**What you should do:** In the listing below, substitute "Object" for every occurrence of "Target" and reproduce all other lines unchanged.

[Labeled point records]
================================
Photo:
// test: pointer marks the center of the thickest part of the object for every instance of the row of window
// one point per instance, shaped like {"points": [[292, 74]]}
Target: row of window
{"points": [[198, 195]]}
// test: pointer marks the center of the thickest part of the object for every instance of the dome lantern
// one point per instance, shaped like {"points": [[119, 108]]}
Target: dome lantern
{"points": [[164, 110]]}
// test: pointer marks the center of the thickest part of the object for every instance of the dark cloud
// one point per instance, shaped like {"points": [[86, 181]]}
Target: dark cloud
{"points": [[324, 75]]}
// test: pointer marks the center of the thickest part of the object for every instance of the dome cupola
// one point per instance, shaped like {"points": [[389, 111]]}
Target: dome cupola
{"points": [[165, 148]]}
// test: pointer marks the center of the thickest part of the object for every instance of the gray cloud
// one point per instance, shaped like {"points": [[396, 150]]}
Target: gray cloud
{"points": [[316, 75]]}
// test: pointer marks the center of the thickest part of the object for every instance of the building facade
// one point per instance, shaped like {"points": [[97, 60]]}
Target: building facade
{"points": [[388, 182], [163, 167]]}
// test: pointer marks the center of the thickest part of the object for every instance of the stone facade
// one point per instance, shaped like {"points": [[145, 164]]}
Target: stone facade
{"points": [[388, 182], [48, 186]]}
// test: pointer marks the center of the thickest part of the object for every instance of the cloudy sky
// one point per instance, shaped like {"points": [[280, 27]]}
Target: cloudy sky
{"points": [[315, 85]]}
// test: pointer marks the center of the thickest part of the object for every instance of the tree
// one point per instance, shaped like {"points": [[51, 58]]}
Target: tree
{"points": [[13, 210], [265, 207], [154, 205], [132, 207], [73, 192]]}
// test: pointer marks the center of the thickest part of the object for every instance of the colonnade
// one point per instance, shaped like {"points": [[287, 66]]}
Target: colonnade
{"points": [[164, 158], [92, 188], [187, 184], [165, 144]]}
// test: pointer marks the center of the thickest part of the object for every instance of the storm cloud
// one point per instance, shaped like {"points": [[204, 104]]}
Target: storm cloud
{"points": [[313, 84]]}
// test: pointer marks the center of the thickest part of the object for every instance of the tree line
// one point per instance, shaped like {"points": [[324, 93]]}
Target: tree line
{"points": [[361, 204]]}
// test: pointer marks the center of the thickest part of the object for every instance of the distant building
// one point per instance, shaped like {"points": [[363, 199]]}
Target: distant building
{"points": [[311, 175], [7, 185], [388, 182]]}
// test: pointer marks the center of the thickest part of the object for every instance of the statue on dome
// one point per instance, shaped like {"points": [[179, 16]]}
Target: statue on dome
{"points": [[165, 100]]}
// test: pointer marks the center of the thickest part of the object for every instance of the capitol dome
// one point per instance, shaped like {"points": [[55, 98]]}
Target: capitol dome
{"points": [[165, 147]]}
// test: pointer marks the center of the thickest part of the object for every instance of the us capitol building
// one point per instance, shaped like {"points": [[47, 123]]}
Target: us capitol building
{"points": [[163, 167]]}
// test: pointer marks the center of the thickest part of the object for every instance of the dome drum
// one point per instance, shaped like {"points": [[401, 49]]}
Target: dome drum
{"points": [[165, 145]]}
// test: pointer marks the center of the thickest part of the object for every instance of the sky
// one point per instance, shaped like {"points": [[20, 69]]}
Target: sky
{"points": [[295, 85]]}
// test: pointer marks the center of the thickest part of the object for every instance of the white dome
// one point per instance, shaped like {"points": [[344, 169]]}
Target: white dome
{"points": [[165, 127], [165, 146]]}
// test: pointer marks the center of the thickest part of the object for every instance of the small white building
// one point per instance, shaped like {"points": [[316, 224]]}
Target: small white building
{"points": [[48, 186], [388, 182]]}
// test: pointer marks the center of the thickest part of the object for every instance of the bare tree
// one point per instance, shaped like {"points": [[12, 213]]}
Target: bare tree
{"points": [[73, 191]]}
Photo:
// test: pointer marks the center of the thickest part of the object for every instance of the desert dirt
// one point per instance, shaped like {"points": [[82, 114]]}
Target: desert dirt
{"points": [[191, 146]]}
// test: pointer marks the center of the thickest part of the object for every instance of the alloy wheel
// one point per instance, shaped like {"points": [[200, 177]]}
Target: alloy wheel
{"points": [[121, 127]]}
================================
**Final answer:**
Photo:
// test: pointer marks the center of the thickest part of the object for every instance of the row of window
// one point per instance, shaped like {"points": [[292, 74]]}
Object: row of window
{"points": [[198, 195]]}
// test: pointer marks the center of the thickest part of the object for every instance of the dome lantern
// one point per instance, shaped like {"points": [[119, 108]]}
Object: dome lantern
{"points": [[164, 110]]}
// test: pointer marks the center of the thickest part of the object for every instance of the dark cloud
// one point per instance, shaped like {"points": [[86, 181]]}
Object: dark cloud
{"points": [[324, 75]]}
// test: pointer marks the center of the thickest part of the object for every instance of the dome cupola
// one point per instance, shaped like {"points": [[389, 111]]}
Object: dome cupola
{"points": [[165, 148]]}
// test: pointer marks the center of the thickest part of the object for every instance of the gray cloud
// one point per instance, shaped like {"points": [[396, 150]]}
Object: gray cloud
{"points": [[316, 75]]}
// test: pointer marks the center of the thickest part of the object for every instance of the building facade
// one point per instance, shaped like {"points": [[97, 60]]}
Object: building facade
{"points": [[388, 182], [163, 167]]}
// test: pointer marks the center of the thickest part of the object for every instance of the stone facade
// one point per instance, shaped like {"points": [[145, 164]]}
Object: stone facade
{"points": [[388, 182], [48, 186]]}
// test: pointer marks the center of the thickest part of the object for every instance of the cloudy sky
// one point per instance, shaped like {"points": [[280, 27]]}
Object: cloudy sky
{"points": [[315, 85]]}
// test: pointer marks the center of the thickest part of the object for every instance of the tree
// one point per instance, shaped like {"points": [[51, 58]]}
Object: tree
{"points": [[13, 210], [265, 207], [154, 205], [132, 207], [73, 192]]}
// test: pointer marks the center of the thickest part of the object for every instance of the colonnade
// one point per instance, shaped like {"points": [[287, 66]]}
Object: colonnade
{"points": [[164, 158], [92, 188], [187, 184], [165, 144]]}
// test: pointer marks the center of the thickest part of the object for every instance of the storm cloud
// one point per instance, shaped like {"points": [[204, 104]]}
Object: storm cloud
{"points": [[313, 84]]}
// test: pointer marks the center of the thickest part of the object for every instance of the tree line
// one point per instance, shaped like {"points": [[324, 93]]}
Object: tree line
{"points": [[361, 204]]}
// test: pointer marks the center of the thickest part of the object for every instance of the distant building
// one point per instance, shaped like {"points": [[363, 199]]}
Object: distant building
{"points": [[311, 175], [7, 185], [388, 182]]}
// test: pointer marks the center of the thickest part of the object for every instance of the statue on dome
// one point per instance, shaped like {"points": [[179, 16]]}
Object: statue on dome
{"points": [[165, 100]]}
// test: pointer marks the center of the thickest part of the object for every instance of the capitol dome
// one point per instance, shaped like {"points": [[55, 98]]}
Object: capitol dome
{"points": [[165, 147]]}
// test: pointer marks the center of the thickest part of the object for every instance of the us capitol building
// one point per instance, shaped like {"points": [[47, 123]]}
Object: us capitol building
{"points": [[163, 167]]}
// test: pointer marks the center of the thickest part of the object for every instance of the dome drum
// one point per instance, shaped like {"points": [[401, 49]]}
Object: dome drum
{"points": [[165, 145]]}
// test: pointer marks the center of the thickest part of the object for every instance of the sky
// one point per instance, shaped like {"points": [[20, 69]]}
Object: sky
{"points": [[295, 85]]}
// test: pointer marks the center of the thickest part of the object for every instance of the white dome
// one point per instance, shaped like {"points": [[344, 169]]}
Object: white dome
{"points": [[165, 127], [165, 146]]}
// test: pointer marks the center of the thickest part of the object for every instance of the small white building
// one point per instance, shaped like {"points": [[316, 224]]}
Object: small white building
{"points": [[48, 186], [388, 182]]}
// test: pointer marks the center of the thickest part of the object for every instance of the bare tree
// one point per instance, shaped like {"points": [[12, 213]]}
Object: bare tree
{"points": [[73, 191]]}
Photo:
// test: pointer marks the center of the thickest part of the object for every instance of the desert dirt
// one point per instance, shaped like {"points": [[82, 114]]}
Object: desert dirt
{"points": [[191, 146]]}
// test: pointer marks the center of the thickest part of the object for every instance of the alloy wheel
// one point per instance, shaped like {"points": [[200, 177]]}
Object: alloy wheel
{"points": [[121, 127]]}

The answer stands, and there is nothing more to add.